▸ Given passage:
________________________
Jared Hayes ♦ Paul Klinger ♦ Arielle Greenberg ♦ Derek Beaulieu ♦ James Cummins ♦ Kaia Sand ♦ Susana Gardner ♦ Emma Phillipps ♦ Juliet Cook ♦ Bonnie Jean Michalski ♦ Kathrin Schaeppi ♦


fromfiftyfarms by Jared Hayes
Designed & Published by Caribou Press (Annie Finch)


Gift economy. Barnyard poems "fromfiftyfarms" for louis zukofsky, for gertrude stein, for gertrude stein, for lisa jarnot, for gertrude stein, for gregory corso, for jack spicer, for william carlos williams, for gertrude stein, for jack spicer, for annie finch, for jack spicer, for gertrude stein, for harry smith...and for you.

Hear de-centered voices in polyglott: “honk.gobble.moo.and a pig sound.” Jared Hayes at Livestock Press tends to his stock of animals by destalling/de(in)stalling them(?). Here livestock roam through poems with great mobility, creativity and amplification.

"are cows sheep the pig / of cock nothing but owl / wolf there rat is yet / what is goat is horse / and chicken is the new"

Alongside this barnyard kollektiv there are also two finches -- Annie Finch, who designed and made this chap and Annie Finch-Brand. Both Finches have illustrated the chap with hand-stamps (all those animal stamps I would love to have).

To feed the animals visit the Barnyard. Gluck Gluck Gluckoogle livestock editions.
________________________
▸ Data extracts:
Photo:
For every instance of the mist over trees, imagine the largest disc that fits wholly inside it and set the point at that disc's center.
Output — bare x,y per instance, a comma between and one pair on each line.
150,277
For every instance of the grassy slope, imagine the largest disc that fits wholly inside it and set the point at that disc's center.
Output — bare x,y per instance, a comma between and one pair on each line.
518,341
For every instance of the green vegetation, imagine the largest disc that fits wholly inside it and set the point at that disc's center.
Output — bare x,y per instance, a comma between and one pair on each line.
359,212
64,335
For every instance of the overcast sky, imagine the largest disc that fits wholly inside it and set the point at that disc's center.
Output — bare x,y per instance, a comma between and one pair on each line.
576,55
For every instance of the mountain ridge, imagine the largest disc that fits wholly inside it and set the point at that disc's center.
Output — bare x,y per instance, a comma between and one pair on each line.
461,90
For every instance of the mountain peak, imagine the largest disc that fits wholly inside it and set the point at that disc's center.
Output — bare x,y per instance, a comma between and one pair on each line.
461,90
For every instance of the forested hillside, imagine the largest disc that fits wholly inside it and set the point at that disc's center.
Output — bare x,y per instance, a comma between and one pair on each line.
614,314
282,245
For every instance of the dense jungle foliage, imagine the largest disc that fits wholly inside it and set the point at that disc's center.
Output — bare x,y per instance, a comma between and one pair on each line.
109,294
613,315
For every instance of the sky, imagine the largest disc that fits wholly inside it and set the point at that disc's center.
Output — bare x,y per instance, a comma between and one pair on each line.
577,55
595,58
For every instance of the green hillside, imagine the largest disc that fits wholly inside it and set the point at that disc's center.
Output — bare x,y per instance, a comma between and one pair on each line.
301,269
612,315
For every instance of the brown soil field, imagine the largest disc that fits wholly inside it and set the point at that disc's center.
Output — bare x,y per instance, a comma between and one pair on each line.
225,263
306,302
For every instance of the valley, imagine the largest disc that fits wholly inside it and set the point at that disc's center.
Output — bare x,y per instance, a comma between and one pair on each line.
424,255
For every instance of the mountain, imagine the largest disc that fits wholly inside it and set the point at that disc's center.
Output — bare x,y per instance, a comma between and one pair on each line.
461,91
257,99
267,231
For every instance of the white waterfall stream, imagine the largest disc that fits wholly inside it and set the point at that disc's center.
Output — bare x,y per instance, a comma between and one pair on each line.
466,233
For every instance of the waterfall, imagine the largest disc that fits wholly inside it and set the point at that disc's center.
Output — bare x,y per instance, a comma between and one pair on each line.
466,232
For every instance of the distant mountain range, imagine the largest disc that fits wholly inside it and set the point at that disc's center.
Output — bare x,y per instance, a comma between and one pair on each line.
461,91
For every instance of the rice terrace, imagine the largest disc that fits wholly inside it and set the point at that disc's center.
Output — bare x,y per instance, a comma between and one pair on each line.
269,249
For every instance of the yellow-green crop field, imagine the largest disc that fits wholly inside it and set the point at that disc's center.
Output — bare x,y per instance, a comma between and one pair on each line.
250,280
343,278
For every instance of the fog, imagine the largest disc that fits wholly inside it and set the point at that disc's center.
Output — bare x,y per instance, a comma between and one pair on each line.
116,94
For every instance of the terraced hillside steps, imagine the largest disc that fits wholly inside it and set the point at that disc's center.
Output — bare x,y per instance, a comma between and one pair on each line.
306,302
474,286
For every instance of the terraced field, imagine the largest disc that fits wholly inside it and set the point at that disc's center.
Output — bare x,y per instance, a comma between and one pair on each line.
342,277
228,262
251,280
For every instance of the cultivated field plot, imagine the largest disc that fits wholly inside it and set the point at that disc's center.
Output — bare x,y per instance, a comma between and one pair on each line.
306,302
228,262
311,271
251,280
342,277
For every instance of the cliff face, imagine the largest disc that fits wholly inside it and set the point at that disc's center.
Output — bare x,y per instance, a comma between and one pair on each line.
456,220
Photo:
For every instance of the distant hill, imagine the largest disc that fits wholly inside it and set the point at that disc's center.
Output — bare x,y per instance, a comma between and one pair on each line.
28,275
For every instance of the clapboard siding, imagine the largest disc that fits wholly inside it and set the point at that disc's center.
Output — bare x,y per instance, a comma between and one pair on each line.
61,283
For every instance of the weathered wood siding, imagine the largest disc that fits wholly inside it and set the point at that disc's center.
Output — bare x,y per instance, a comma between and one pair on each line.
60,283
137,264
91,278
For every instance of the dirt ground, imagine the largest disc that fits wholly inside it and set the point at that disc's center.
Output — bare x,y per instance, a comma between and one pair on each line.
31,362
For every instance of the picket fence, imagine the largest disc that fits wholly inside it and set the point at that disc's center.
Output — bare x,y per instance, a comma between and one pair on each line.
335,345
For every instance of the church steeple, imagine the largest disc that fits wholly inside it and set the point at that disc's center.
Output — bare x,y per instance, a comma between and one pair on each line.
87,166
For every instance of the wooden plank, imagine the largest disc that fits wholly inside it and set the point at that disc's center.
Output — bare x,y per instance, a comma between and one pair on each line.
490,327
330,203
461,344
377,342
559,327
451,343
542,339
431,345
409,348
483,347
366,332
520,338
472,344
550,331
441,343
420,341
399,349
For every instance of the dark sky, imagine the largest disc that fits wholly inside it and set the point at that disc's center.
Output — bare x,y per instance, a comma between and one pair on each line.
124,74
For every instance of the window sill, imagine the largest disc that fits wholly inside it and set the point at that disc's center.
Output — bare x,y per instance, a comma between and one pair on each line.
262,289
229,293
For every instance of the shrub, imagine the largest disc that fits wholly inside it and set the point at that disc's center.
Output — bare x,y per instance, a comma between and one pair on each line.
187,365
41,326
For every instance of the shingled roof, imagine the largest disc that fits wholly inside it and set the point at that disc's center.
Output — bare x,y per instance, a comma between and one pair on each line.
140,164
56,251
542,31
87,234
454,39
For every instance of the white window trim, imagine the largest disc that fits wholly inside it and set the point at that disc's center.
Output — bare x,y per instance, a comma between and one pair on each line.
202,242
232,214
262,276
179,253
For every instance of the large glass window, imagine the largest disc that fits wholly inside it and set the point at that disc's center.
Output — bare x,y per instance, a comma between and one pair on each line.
________________________
According to the review of "fromfiftyfarms," what did both Finches use to illustrate the chap?

▸ Your solution:
Hand-stamps.